Netaji: India’s Forgotten Leader
“Suraj ban kar jag par chamke,
Bharat naam subhaga,
Jai ho, jai ho, jai ho,
Jai, jai, jai, jai ho.”
As the deafening reverberating chants of the national anthem “Subh Sukh Chain” faded out, thousands of uniformed men and women raised their hands in salute- “Jai Hind”. The year was 1943, and in South-East Asia, 40,000 Indian troops, who were earlier forced by the British to fight the Axis powers, and had consequently been taken Prisoners of War (PoWs), were now preparing to face the real enemy, their colonizers, on their motherland. For years, they had been trained to fight against whoever their subjugators ordered them to, enslaved to follow them. Now, a young man with unparalleled charisma and fervent passion for the country awoke in them a vigor they were unaware of- to release their country from her centuries-old bondage and to not hesitate to spill their blood if the need arose.

> **PARTS OF THE EXERCISE**
a) In the Netaji text, what was the name of the national anthem whose chants faded out?
b) Can you sum up the Netaji text in two sentences?

Location identification listing
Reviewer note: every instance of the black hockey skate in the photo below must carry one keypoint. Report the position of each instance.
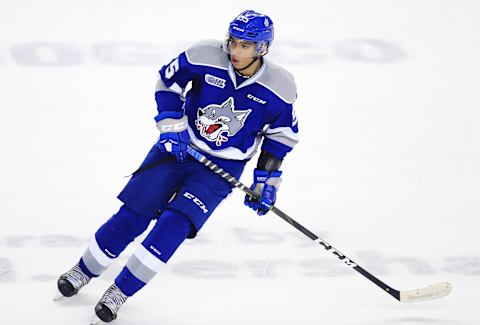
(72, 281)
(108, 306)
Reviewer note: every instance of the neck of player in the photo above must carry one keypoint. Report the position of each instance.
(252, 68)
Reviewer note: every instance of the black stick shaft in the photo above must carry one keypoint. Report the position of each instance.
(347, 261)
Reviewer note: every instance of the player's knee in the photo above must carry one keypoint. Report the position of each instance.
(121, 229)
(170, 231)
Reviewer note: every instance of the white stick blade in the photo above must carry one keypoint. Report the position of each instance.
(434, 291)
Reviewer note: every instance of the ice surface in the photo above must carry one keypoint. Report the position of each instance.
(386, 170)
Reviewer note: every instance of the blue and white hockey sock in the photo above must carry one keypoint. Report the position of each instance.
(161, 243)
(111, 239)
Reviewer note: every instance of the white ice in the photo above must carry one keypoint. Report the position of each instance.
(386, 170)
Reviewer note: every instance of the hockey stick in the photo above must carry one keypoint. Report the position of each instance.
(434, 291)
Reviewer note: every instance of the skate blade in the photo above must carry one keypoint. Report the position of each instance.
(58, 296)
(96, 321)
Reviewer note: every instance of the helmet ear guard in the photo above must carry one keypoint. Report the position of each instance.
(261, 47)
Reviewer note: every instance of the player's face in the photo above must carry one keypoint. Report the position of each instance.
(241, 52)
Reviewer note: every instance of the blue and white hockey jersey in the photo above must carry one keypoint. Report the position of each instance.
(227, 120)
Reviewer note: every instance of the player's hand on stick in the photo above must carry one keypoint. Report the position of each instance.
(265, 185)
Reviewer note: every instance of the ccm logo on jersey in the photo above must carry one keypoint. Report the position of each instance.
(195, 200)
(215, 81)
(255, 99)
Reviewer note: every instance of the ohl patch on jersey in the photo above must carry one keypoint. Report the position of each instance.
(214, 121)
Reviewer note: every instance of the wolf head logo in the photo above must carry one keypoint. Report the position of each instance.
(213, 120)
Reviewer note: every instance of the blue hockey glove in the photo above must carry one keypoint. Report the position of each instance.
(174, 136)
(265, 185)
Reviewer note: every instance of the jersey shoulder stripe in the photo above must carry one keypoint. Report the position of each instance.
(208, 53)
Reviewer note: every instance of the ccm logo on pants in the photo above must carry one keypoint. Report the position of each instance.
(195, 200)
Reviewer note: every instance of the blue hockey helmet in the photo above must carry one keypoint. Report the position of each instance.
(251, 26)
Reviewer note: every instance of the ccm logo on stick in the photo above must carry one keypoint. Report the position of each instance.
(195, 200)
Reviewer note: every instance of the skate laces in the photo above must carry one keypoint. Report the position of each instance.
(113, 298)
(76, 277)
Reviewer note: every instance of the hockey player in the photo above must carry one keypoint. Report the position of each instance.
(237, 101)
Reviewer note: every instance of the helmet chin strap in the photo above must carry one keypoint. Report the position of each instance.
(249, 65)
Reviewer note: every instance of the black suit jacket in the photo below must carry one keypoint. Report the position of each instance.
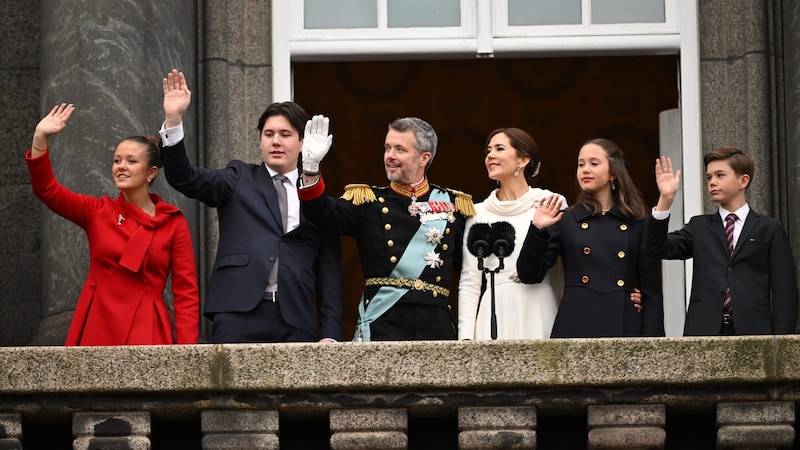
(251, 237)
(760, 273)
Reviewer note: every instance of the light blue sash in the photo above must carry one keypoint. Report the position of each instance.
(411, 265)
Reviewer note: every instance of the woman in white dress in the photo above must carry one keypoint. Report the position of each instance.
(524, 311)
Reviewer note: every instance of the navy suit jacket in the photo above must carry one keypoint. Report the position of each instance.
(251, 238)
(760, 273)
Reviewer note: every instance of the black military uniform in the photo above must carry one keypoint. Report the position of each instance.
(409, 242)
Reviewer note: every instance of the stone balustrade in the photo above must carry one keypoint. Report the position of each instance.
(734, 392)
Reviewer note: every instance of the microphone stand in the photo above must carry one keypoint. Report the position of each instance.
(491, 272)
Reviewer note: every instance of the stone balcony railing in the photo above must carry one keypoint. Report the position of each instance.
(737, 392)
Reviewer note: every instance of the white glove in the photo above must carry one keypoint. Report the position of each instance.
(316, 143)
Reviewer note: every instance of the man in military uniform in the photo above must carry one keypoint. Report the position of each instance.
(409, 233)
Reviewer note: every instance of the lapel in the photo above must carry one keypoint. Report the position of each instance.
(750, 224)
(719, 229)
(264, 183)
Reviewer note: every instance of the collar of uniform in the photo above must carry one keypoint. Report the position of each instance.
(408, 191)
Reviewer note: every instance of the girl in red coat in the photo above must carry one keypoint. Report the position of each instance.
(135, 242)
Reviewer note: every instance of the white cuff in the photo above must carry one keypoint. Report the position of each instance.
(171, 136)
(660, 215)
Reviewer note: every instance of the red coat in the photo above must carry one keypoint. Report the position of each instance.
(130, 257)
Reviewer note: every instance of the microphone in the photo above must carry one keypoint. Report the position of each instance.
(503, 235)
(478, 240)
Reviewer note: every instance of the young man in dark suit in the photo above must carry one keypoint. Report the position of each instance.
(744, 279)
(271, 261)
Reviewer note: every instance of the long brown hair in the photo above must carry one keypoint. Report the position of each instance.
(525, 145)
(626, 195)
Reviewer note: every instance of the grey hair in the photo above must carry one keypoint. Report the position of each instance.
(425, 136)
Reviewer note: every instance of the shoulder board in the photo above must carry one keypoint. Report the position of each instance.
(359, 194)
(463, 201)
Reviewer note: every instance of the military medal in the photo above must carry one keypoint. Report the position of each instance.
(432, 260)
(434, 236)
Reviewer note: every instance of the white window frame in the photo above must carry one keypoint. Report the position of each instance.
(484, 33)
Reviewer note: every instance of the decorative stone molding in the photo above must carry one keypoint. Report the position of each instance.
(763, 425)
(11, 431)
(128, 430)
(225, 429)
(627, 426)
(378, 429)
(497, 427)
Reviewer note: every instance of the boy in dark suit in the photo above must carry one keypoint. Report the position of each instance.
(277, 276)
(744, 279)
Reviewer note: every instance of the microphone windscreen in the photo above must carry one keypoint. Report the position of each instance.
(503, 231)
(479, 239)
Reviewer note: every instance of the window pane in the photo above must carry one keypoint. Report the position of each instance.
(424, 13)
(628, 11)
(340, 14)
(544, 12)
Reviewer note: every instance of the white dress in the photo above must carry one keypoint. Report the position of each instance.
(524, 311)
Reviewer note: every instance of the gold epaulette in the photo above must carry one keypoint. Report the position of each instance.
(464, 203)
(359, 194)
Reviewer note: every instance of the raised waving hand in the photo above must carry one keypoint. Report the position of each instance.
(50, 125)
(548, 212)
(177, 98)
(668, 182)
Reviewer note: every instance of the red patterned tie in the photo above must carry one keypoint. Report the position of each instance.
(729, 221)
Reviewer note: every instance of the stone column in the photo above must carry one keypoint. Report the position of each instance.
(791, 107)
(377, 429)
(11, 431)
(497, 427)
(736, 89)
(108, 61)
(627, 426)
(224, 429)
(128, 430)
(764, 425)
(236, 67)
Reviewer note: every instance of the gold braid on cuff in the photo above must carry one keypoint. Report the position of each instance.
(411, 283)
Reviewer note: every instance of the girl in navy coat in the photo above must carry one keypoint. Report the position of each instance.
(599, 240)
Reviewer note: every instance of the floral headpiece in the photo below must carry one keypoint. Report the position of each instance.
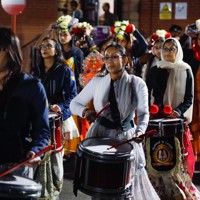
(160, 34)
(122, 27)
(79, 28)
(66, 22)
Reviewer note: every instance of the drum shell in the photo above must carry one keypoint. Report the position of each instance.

> **ANSWERS GIVEN**
a) "Subh Sukh Chain"

b) In 1943 in South-East Asia, as the chants of the national anthem "Subh Sukh Chain" faded out, thousands of uniformed men and women saluted with "Jai Hind." Some 40,000 Indian troops, who had been forced by the British to fight the Axis powers and taken prisoner, were preparing to face their colonizers, roused by a charismatic young man to free their country even if it meant spilling their blood.